#### What is expected
The response has to reproduce all entries exactly while excluding their pictures.

#### Data for analysis
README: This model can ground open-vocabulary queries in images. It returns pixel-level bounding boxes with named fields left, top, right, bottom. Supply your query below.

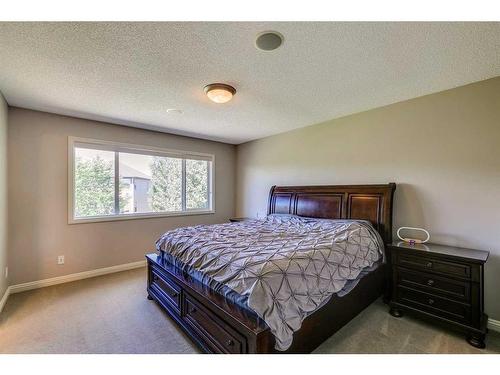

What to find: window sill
left=68, top=210, right=215, bottom=224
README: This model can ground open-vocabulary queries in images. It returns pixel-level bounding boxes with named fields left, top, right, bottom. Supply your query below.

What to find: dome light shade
left=204, top=83, right=236, bottom=104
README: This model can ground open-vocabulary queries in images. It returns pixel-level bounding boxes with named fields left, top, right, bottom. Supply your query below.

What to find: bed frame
left=146, top=183, right=396, bottom=353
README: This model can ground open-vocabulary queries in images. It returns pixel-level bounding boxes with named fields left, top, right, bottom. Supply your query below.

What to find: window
left=69, top=137, right=214, bottom=223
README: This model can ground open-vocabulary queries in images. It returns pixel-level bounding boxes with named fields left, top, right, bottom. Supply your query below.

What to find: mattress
left=156, top=214, right=384, bottom=351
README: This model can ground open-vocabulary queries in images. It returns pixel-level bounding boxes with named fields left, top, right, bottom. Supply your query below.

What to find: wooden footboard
left=147, top=253, right=268, bottom=353
left=146, top=252, right=386, bottom=354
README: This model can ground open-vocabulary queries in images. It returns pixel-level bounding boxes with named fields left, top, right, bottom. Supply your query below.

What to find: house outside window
left=68, top=137, right=214, bottom=223
left=120, top=163, right=152, bottom=214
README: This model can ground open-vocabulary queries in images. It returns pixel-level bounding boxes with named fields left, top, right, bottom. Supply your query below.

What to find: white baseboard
left=9, top=260, right=146, bottom=295
left=488, top=318, right=500, bottom=333
left=0, top=286, right=11, bottom=315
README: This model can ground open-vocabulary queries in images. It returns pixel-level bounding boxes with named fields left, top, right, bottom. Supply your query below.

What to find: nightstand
left=386, top=241, right=489, bottom=348
left=229, top=217, right=252, bottom=223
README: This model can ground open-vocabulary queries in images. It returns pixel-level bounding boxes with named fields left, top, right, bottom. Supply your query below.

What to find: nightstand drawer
left=396, top=286, right=471, bottom=324
left=396, top=267, right=470, bottom=302
left=396, top=253, right=471, bottom=279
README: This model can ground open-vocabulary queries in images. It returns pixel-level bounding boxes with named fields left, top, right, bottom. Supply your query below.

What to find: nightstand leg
left=389, top=307, right=404, bottom=318
left=466, top=333, right=486, bottom=349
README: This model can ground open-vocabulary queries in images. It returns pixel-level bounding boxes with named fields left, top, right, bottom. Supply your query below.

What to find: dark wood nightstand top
left=229, top=217, right=253, bottom=223
left=387, top=241, right=489, bottom=263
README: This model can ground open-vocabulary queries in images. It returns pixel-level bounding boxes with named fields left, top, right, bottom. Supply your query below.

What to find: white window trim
left=68, top=136, right=215, bottom=224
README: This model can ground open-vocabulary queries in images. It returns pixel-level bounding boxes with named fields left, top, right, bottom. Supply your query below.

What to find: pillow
left=266, top=213, right=298, bottom=218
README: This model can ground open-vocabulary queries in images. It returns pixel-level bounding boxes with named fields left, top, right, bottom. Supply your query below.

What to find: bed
left=146, top=183, right=396, bottom=353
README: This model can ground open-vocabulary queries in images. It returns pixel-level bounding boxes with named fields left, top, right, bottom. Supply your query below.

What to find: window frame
left=68, top=136, right=215, bottom=224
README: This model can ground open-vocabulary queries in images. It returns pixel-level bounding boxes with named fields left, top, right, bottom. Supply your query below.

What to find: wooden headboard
left=267, top=183, right=396, bottom=244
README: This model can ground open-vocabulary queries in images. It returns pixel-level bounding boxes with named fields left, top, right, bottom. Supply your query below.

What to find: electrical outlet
left=4, top=267, right=7, bottom=279
left=57, top=255, right=65, bottom=265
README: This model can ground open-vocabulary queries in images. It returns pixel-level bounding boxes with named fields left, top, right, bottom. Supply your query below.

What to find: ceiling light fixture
left=204, top=83, right=236, bottom=104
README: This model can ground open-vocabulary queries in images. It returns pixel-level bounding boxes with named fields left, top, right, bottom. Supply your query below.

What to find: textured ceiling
left=0, top=22, right=499, bottom=144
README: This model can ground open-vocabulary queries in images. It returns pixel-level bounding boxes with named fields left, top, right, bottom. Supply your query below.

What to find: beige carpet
left=0, top=267, right=499, bottom=354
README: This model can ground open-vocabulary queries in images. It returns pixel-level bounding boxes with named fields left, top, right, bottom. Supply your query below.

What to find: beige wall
left=236, top=77, right=500, bottom=319
left=8, top=108, right=236, bottom=285
left=0, top=93, right=7, bottom=298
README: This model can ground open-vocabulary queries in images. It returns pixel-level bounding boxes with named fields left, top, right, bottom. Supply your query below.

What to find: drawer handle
left=190, top=307, right=197, bottom=314
left=427, top=279, right=435, bottom=286
left=153, top=275, right=159, bottom=281
left=170, top=292, right=178, bottom=299
left=426, top=262, right=433, bottom=268
left=428, top=298, right=435, bottom=305
left=226, top=339, right=234, bottom=347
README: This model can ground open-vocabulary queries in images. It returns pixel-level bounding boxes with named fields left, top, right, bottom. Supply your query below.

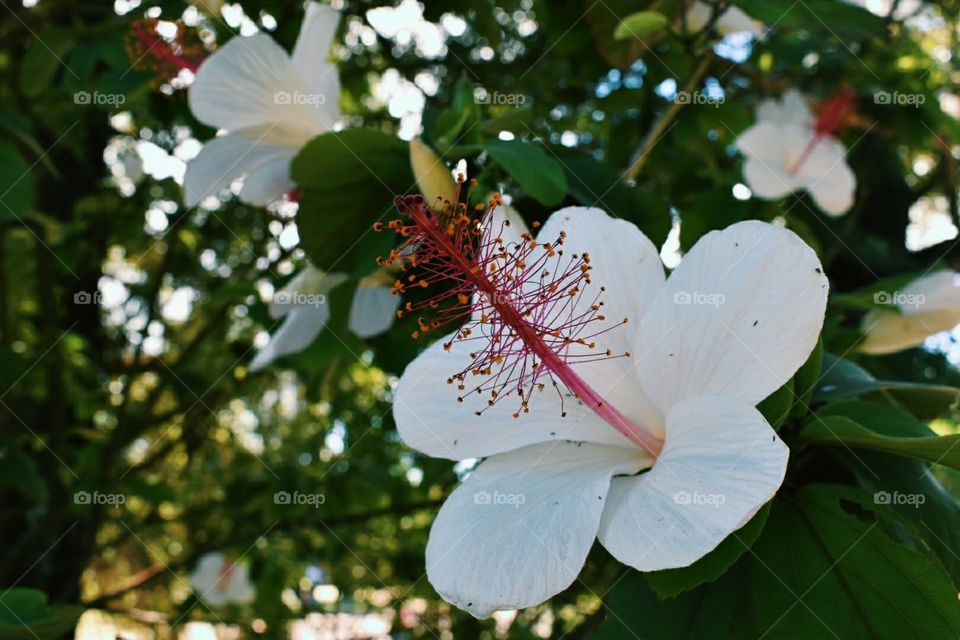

#### Task answer
README: This model can ground open-vocabulary queries in images. It returns pixel-level bounding boxes with named fields left, top, right, bottom. Supply your query below.


What to find: window sill
left=68, top=210, right=215, bottom=224
README: This model can ground open-vocabulary queries in images. It returns pixel-level bounding boxes with named fields left, top, right, bottom. Supply your query below.

What to find: dome light shade
left=204, top=83, right=236, bottom=104
README: This model can ground open-vocabulary queries in images. It returns pixel-level bounding boxes with named fields left, top, right, bottom. Supply your query below.

What to find: bed frame
left=146, top=183, right=396, bottom=353
README: This model can ground open-vocabulary queries in images. It returns pixel-level bounding boxes with named fields left, top, right, bottom. Supply your query below.

What to find: window
left=69, top=137, right=214, bottom=223
README: This model can ground open-vocabulary queries in images. It returns pixel-level bounding boxes with named fields left, top, right, bottom. Supply your query below.

What to find: mattress
left=156, top=214, right=384, bottom=351
README: This model can ground open-vocabulary queries in images. It returns pixel-level bounding boxes with named fields left, top, right, bottom. Supply your query below.

What to find: wooden footboard
left=147, top=253, right=268, bottom=353
left=146, top=252, right=386, bottom=354
README: This model can ground open-vocabulary queries in images. It returns pixel-level bounding boxes with named fields left, top, right, bottom. Supply your query below.

What to find: house outside window
left=68, top=137, right=214, bottom=223
left=120, top=163, right=152, bottom=214
README: This model can ground open-vocabulary queries in images. It returns pixel-level bounding boxes with named fields left, top, right, bottom. Supply your query below.

What to find: white baseboard
left=9, top=260, right=146, bottom=295
left=488, top=318, right=500, bottom=333
left=0, top=286, right=11, bottom=315
README: This model can ground open-vocabulary queries in images. It returns pixel-level bounding boxes with named fields left, top, right, bottom. Supply your query below.

What to find: nightstand
left=386, top=241, right=489, bottom=348
left=229, top=217, right=252, bottom=223
README: This model can ground open-vocabulary queries in images. It returns pixel-level bounding boxes with named fields left, top, right, bottom. Supply your query below.

What to find: nightstand drawer
left=396, top=286, right=471, bottom=324
left=396, top=267, right=470, bottom=302
left=396, top=253, right=471, bottom=279
README: This model can ground open-vocabulary queries in images. It returns pixel-level bounding boxes with named fields left, top, right, bottom. Supply your query below.

What to find: nightstand leg
left=389, top=307, right=404, bottom=318
left=466, top=333, right=486, bottom=349
README: This model can ground open-vocabulary queries in images. It returns pixel-level bounding boxes with named fields left, top, right, bottom. Supply your query below.

What to find: dark wood nightstand top
left=229, top=217, right=253, bottom=223
left=387, top=241, right=489, bottom=263
README: This model can ground open-vocabulary queries in images. It returns pixel-level bounding boxes with named fields left, top, right, bottom. Supply your query below.

What to find: white window trim
left=68, top=136, right=215, bottom=224
README: This model can ground open-vocabulary queries in images. It returns pixel-level bounding boxes with named fields left, top, right, bottom. Supply your query below.

What to find: pillow
left=266, top=213, right=298, bottom=218
README: This model can ground open-vocabulary queries in images. It returns pixel-level bounding boxes with named fields left, top, right, bottom. Supply your query below.

What to find: bed
left=146, top=183, right=396, bottom=353
README: This model can ground open-vocabulary queries in images. It returns pixel-level bounding boxes with named fields left, top, right, bottom. Supply your query below.

What to find: window frame
left=68, top=136, right=215, bottom=224
README: This model can ground open-vocabulary queries in images. It returns pixel-level bounding boxes with named fields left, top, right, bottom. Supply your query below.

What to find: wooden headboard
left=267, top=183, right=396, bottom=244
README: This model can ground open-vocabulary queries in images. It returns pixel-level bounding boxes with named fields left, top, right, bottom. Supply your query below.

What to find: electrical outlet
left=4, top=267, right=7, bottom=279
left=57, top=255, right=65, bottom=265
README: This model can ground open-vocabulary queries in images. It returns pixel-level bounding boxes with named fields left, top, right, bottom. Supply your query below.

What to find: ceiling light fixture
left=204, top=83, right=236, bottom=104
README: This model can ground open-vocabulary queries in images. It returns pixel-level bounding boxes with named fields left, top, right, bottom. Supply your query below.

What to find: textured ceiling
left=0, top=22, right=499, bottom=144
README: This model can ground open-vocabulary queries in images. It returns pixel-level bounding boxes with named fields left, top, right, bottom. Supply your query below.

What to find: beige carpet
left=0, top=267, right=499, bottom=354
README: This model can ground open-vocabulary queries in images. It returns pixel-level bounding boxes with named fields left, top, right, bottom. Supply your query below.

What to find: beige wall
left=236, top=77, right=500, bottom=319
left=8, top=108, right=236, bottom=285
left=0, top=93, right=7, bottom=298
README: This model can ground open-vocabulary queries in images. It returns pixel-level bounding boxes with named fields left, top, right, bottom. Supply your query below.

What to find: drawer handle
left=190, top=307, right=197, bottom=314
left=427, top=279, right=435, bottom=286
left=153, top=275, right=159, bottom=281
left=170, top=292, right=178, bottom=299
left=426, top=262, right=433, bottom=268
left=428, top=298, right=435, bottom=305
left=226, top=339, right=234, bottom=347
README: This model can ground open-vocabulary queries in images. It returns pixel-level bounding boxes with named fields left, top, right, bottom. Supply your query below.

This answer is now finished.